To do:
Output the data below verbatim, line for line, without any changes.

Region labeling data:

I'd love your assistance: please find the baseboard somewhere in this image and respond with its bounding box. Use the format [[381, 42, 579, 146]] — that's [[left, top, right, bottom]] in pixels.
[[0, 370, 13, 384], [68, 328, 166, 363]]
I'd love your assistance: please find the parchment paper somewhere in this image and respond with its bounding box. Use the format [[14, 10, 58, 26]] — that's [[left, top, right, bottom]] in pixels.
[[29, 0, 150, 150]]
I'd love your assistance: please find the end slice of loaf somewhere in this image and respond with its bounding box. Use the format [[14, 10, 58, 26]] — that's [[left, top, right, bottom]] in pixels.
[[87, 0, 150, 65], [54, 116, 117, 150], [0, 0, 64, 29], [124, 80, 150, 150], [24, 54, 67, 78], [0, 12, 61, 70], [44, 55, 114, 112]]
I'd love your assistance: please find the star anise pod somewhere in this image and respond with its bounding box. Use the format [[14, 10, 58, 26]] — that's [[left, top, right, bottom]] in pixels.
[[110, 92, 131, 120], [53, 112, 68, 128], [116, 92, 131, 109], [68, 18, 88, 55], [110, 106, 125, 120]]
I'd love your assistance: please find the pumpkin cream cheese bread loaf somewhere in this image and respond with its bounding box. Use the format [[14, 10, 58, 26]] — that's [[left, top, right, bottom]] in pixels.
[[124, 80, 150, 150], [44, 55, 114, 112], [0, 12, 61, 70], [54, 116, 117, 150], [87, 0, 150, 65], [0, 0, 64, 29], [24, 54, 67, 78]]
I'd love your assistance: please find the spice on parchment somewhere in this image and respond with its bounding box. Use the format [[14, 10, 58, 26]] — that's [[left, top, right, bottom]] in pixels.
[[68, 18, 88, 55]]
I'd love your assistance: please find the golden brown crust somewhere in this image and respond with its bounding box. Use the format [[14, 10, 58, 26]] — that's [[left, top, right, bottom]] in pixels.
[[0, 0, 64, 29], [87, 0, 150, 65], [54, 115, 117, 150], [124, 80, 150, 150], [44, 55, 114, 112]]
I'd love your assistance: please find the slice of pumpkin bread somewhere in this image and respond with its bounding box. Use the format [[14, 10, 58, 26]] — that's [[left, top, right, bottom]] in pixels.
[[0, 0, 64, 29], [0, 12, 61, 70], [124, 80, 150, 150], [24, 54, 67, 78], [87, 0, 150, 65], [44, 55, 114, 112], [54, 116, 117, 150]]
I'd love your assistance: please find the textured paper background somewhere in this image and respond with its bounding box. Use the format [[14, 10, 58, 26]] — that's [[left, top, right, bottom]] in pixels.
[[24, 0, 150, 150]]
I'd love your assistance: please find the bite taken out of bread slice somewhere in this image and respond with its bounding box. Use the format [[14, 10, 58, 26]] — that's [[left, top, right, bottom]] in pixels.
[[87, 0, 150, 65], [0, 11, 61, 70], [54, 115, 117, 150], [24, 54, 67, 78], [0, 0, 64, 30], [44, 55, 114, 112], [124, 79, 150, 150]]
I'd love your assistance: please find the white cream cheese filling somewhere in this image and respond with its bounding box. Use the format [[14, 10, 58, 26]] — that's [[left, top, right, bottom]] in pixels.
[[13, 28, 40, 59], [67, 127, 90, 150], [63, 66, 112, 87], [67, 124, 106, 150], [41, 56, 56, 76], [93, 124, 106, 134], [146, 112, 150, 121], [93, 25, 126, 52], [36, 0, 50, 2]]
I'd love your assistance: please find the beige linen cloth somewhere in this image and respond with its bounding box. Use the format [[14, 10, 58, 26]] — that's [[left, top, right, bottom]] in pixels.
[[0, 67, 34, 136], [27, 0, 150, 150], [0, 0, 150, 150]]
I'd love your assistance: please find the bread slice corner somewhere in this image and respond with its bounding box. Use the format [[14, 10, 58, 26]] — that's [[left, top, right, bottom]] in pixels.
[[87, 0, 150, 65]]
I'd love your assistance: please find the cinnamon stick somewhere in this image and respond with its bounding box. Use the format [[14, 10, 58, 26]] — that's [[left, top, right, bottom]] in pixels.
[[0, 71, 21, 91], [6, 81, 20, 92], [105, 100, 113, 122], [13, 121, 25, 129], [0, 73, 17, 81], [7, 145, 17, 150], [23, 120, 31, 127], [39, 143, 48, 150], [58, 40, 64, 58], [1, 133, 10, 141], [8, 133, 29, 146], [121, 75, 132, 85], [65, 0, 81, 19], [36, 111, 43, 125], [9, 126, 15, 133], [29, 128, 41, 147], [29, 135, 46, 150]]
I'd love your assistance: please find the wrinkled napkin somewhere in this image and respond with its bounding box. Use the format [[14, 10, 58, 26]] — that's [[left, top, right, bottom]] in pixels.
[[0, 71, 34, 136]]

Correct answer:
I'd love your assistance: please find the baseboard somewhere in this image and respond with its bounding box. Use the format [[381, 42, 579, 146]] — that's [[left, top, right, bottom]] in pixels.
[[0, 370, 13, 384], [68, 328, 166, 363]]
I'd love your assistance: please find the parchment paper somewhere in this image and respond with its bounding box. Use the format [[14, 10, 58, 26]] — that's [[left, top, right, bottom]] in pixels.
[[29, 0, 150, 150]]
I'd love your assistance: please find the end slice of loaf somewhere in this image and respond with its bounding box. Use the format [[14, 10, 58, 26]] — that's [[left, top, right, bottom]] in pixels.
[[87, 0, 150, 65], [54, 116, 117, 150], [0, 0, 64, 29], [124, 80, 150, 150], [24, 54, 67, 78], [0, 12, 61, 70], [44, 55, 114, 112]]
I'd love your assistance: please find the star anise pod somewhere in this image and respond with its bounding box. Use the format [[14, 10, 58, 26]] — that's [[left, top, right, bottom]] in pixels.
[[110, 92, 131, 120], [53, 112, 68, 128], [116, 92, 131, 109], [68, 18, 88, 55], [110, 106, 125, 120]]
I'd love your assistance: please find the pumpkin cream cheese bread loaf somewhere in this image and respond with its bounding box. Use the format [[14, 10, 58, 26]] — that's [[left, top, right, bottom]] in pixels.
[[124, 80, 150, 150], [44, 55, 114, 112], [0, 12, 61, 70], [54, 116, 117, 150], [87, 0, 150, 65], [0, 0, 64, 29], [24, 54, 67, 78]]
I'd love your assistance: please find the spice on parchment somewhere in this image and respond with its bounding box. Use the format [[14, 10, 58, 26]] — that's [[left, top, right, bottom]] in pixels.
[[68, 18, 88, 55]]
I'd love your assistance: please find the golden brown crust somewhere in this image and respond with its bounding box. Use the format [[14, 10, 58, 26]] — that's [[left, top, right, bottom]] in pixels.
[[0, 0, 64, 29], [87, 0, 150, 65], [54, 115, 117, 150], [124, 80, 150, 150], [44, 55, 114, 112]]
I'd love your assistance: please find the slice of pumpkin bread somewhere in this image and respond with its bounding box. Use the format [[14, 10, 58, 26]] — that's [[left, top, right, bottom]] in pixels.
[[0, 0, 64, 29], [0, 12, 61, 70], [124, 80, 150, 150], [24, 54, 67, 78], [87, 0, 150, 65], [44, 55, 114, 112], [54, 116, 117, 150]]
I'd love your assistance: please find the textured paper background somewhere in this image and respond with its bounding box. Use the format [[14, 10, 58, 26]] — that's [[left, top, right, bottom]] in pixels.
[[24, 0, 150, 150]]
I'd love your assistance: please find the bite taken out of bread slice somewhere in this image and respond with its bounding box. Use the format [[14, 10, 58, 26]] — that's [[left, top, right, bottom]] in pixels.
[[87, 0, 150, 65], [0, 11, 61, 70], [54, 115, 117, 150], [24, 54, 67, 78], [0, 0, 64, 30], [44, 55, 114, 112], [124, 79, 150, 150]]
I'd love your assistance: please find the white cream cheese filling somewhere in this image and respond with its bounding box. Use the format [[14, 10, 58, 26]] — that's [[left, top, right, bottom]] in pixels.
[[13, 28, 40, 59], [67, 127, 90, 150], [63, 66, 112, 87], [67, 124, 106, 150], [41, 56, 56, 76], [93, 124, 106, 134], [146, 112, 150, 121], [93, 25, 126, 52], [36, 0, 50, 2]]
I'd love your assistance: please find the beige linen cloth somewhere in this image and respond with its bounding box. Use the format [[14, 10, 58, 26]] — that's [[left, top, right, bottom]] in pixels.
[[0, 67, 34, 136], [27, 0, 150, 150], [0, 0, 150, 150]]
I'd love your assistance: please find the bread slice corner somewhere in this image and respond with its bounding box. Use the format [[14, 10, 58, 26]] — that's [[left, top, right, bottom]] in pixels.
[[87, 0, 150, 65]]
I'd love your assistance: please find the cinnamon stick somewhere in this image and respond with its bounding box. Use the format [[14, 10, 58, 26]] — that's [[left, top, right, bottom]] in pixels.
[[0, 71, 21, 91], [6, 81, 20, 92], [105, 100, 113, 122], [13, 121, 25, 129], [0, 73, 17, 81], [7, 145, 17, 150], [23, 120, 31, 127], [39, 143, 48, 150], [58, 40, 64, 58], [1, 133, 10, 141], [8, 133, 29, 146], [121, 75, 132, 85], [65, 0, 81, 19], [36, 111, 43, 125], [9, 126, 15, 133], [29, 128, 41, 147], [29, 135, 46, 150]]
I'd love your assistance: please find the wrinkled napkin somewhere in this image and respond with its bounding box. Use the format [[14, 10, 58, 26]] — that's [[left, top, right, bottom]] in pixels.
[[0, 71, 34, 136]]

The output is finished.